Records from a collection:

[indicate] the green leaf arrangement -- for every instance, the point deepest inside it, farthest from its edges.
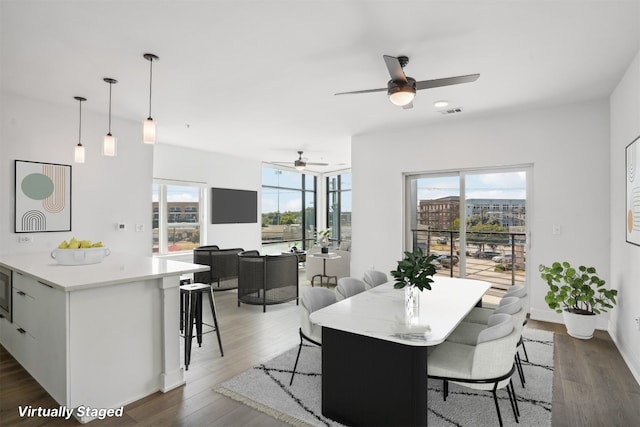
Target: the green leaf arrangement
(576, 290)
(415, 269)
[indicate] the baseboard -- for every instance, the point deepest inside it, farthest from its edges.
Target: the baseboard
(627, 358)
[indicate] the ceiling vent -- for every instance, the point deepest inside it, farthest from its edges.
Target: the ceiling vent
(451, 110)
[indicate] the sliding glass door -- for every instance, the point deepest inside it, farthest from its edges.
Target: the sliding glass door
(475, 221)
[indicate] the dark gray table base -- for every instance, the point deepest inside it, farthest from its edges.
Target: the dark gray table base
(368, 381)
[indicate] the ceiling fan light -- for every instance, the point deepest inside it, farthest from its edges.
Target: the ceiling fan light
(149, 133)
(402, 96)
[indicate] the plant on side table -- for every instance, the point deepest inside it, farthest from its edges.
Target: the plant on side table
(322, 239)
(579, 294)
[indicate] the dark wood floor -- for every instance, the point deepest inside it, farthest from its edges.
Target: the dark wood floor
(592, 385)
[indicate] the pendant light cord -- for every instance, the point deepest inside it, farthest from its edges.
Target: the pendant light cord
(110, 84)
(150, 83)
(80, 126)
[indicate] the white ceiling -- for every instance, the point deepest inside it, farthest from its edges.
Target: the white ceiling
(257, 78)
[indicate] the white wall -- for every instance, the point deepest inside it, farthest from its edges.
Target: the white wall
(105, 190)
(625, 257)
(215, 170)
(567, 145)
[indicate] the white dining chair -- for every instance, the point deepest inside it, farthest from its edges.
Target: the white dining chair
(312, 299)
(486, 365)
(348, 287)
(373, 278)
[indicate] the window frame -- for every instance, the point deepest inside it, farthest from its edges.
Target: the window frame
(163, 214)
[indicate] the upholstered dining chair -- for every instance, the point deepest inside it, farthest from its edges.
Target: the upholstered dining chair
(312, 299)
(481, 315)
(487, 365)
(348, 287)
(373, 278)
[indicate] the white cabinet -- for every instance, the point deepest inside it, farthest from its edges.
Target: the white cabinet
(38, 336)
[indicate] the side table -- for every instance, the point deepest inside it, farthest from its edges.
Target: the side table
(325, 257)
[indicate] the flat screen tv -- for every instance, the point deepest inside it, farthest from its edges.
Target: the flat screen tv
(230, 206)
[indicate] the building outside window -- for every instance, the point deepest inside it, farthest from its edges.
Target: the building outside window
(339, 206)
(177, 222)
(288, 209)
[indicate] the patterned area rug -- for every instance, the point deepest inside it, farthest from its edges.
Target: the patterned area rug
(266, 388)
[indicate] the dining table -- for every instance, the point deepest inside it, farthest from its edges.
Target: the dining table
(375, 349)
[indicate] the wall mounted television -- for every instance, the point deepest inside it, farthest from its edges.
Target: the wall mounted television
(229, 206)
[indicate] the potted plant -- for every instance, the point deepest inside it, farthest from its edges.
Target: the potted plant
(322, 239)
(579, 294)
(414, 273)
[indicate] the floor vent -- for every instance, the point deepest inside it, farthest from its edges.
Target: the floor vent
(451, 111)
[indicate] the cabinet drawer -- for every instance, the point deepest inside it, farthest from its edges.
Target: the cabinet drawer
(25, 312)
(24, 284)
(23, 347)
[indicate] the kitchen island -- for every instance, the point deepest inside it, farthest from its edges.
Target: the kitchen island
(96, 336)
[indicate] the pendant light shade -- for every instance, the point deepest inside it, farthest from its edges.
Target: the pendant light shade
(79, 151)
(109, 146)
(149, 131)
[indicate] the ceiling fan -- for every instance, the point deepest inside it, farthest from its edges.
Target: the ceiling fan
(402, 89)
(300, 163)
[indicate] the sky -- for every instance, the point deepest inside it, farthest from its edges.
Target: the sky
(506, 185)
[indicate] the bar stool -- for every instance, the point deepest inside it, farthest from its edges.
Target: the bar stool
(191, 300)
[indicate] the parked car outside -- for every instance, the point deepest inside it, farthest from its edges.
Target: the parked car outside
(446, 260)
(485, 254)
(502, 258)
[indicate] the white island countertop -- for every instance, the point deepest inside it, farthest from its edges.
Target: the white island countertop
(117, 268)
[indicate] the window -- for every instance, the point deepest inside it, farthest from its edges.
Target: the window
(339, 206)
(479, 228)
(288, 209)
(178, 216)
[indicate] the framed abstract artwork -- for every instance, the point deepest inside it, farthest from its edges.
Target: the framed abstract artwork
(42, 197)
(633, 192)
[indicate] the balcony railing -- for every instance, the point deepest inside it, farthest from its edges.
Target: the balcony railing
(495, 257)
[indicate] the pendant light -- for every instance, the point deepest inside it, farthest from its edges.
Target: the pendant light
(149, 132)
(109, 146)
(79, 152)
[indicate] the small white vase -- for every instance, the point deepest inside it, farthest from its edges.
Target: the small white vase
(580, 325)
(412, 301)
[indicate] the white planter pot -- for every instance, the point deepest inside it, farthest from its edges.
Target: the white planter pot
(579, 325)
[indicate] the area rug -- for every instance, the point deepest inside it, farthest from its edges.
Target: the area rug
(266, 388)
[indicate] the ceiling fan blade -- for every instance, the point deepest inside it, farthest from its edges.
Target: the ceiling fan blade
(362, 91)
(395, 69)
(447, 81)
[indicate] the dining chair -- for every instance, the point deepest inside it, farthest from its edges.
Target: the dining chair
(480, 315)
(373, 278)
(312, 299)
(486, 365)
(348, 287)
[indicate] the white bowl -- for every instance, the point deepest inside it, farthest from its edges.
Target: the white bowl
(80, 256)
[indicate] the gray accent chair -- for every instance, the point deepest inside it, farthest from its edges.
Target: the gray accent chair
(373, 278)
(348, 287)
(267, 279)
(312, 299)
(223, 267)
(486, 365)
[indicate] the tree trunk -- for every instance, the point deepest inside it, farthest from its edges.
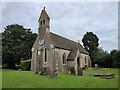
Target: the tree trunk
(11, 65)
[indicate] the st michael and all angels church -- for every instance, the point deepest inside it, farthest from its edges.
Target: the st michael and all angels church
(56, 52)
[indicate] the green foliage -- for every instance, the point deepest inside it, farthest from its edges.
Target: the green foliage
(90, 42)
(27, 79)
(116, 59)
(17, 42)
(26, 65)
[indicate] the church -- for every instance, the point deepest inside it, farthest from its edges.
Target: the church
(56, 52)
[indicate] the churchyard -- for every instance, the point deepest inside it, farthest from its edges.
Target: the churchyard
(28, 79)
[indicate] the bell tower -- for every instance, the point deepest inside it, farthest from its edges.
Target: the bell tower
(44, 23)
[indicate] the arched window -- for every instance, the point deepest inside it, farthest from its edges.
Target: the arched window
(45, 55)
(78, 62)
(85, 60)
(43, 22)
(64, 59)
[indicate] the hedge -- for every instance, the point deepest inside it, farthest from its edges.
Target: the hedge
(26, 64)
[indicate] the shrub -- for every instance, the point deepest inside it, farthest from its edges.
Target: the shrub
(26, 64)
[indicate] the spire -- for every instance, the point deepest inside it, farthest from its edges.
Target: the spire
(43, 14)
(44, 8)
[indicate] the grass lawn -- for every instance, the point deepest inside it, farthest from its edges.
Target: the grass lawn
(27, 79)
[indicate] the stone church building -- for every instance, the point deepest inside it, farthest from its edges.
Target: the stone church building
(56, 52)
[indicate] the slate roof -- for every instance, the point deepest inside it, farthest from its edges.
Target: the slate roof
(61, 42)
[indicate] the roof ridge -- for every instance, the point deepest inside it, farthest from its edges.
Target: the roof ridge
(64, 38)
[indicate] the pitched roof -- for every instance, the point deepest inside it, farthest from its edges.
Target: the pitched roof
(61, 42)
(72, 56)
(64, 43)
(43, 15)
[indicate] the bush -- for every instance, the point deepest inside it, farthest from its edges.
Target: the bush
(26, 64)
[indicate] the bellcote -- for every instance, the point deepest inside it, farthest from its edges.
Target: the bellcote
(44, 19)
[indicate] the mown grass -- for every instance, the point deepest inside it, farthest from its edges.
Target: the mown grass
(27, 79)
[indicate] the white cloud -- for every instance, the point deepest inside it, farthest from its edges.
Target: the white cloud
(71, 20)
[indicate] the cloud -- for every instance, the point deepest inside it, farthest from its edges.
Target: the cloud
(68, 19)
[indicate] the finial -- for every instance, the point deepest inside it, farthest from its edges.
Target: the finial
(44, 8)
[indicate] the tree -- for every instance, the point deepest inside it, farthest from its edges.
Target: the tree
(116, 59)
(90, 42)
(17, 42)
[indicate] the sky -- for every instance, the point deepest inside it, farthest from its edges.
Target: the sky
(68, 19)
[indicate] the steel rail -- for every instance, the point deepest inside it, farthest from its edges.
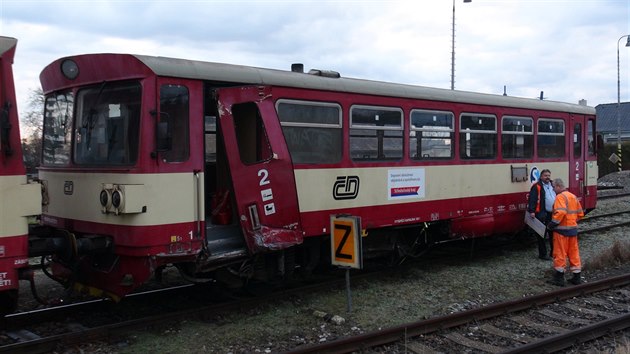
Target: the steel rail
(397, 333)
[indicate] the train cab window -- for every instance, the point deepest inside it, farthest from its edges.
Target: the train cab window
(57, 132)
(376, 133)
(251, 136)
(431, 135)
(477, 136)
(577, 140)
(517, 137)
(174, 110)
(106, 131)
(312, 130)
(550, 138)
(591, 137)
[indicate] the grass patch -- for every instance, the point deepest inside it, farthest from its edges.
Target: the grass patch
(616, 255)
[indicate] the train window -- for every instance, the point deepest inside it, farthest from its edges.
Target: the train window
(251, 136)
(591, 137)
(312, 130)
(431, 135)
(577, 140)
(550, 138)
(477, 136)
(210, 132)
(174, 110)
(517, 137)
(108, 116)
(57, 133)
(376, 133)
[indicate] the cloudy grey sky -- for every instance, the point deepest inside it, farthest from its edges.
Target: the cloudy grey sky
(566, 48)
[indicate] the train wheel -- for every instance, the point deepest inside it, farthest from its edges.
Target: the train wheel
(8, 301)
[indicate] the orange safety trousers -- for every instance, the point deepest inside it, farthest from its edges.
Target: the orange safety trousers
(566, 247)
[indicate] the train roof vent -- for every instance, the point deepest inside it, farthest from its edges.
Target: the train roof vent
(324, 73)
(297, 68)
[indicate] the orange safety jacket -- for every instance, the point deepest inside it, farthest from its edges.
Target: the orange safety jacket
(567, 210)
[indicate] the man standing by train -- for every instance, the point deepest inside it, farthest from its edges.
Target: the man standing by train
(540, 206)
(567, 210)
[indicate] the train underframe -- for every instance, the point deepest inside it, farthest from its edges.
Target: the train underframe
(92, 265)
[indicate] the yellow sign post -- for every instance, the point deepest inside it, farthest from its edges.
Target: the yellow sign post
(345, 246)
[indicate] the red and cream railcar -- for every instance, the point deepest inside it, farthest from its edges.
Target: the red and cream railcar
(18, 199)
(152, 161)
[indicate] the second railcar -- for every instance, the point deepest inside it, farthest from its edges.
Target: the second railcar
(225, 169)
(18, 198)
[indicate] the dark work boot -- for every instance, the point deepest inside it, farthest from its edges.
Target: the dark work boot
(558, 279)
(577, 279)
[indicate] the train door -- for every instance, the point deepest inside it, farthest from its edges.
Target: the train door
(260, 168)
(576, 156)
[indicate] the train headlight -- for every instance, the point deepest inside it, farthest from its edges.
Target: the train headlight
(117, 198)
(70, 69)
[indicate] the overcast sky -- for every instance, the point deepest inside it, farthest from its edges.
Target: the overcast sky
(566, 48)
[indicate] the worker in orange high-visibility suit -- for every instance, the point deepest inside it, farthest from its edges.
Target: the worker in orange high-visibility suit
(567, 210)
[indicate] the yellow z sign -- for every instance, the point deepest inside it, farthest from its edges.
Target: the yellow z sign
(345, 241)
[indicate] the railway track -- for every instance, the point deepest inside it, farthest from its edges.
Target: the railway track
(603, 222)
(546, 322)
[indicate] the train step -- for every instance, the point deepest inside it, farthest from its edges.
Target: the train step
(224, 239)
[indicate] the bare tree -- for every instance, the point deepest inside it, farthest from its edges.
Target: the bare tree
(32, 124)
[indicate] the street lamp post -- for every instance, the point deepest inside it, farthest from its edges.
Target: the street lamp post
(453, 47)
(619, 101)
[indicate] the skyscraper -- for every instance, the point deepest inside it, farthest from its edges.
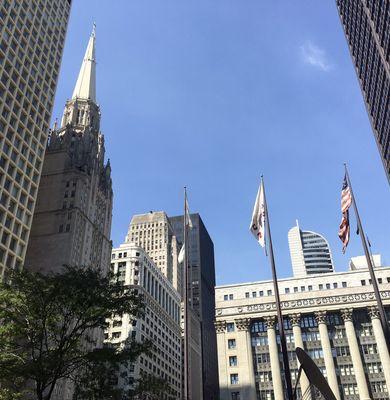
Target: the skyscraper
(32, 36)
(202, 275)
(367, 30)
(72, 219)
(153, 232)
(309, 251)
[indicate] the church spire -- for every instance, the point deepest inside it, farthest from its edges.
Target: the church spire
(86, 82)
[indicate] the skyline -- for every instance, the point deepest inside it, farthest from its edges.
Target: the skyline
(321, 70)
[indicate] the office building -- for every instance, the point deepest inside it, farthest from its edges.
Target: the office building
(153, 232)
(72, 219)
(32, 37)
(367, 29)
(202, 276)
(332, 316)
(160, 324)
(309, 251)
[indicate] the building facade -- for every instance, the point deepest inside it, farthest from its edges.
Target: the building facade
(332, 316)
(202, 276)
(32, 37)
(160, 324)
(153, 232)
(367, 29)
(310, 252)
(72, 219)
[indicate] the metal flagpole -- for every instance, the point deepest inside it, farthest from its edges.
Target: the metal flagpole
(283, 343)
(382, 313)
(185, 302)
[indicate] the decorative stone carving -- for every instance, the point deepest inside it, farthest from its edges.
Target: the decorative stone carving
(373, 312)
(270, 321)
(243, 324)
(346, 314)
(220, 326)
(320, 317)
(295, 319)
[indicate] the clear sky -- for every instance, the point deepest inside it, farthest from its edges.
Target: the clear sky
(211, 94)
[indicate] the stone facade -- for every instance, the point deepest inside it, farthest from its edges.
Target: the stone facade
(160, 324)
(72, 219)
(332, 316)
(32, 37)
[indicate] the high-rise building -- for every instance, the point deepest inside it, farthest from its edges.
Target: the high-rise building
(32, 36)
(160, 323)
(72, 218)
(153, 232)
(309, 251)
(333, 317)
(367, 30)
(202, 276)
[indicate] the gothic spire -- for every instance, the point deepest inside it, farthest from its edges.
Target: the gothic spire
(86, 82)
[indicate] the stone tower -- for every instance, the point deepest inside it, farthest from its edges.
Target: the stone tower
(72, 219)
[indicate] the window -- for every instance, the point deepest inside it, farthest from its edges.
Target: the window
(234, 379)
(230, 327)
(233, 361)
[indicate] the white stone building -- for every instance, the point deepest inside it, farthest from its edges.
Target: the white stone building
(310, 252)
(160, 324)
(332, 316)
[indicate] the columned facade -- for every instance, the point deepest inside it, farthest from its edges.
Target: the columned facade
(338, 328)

DESCRIPTION OF THE TASK: Look above for the line with "[indicate] the second" and the line with "[indicate] the dark work". Write out those two lines and all the lines between them, exactly, and no others.

REPLY TO THE TASK:
[indicate] the second railcar -- for every instance, the point deepest inside it, farthest from its edges.
Target: the second railcar
(225, 169)
(18, 198)
[indicate] the dark work boot -- for every instance, the point deepest inside it, farthest from its edges.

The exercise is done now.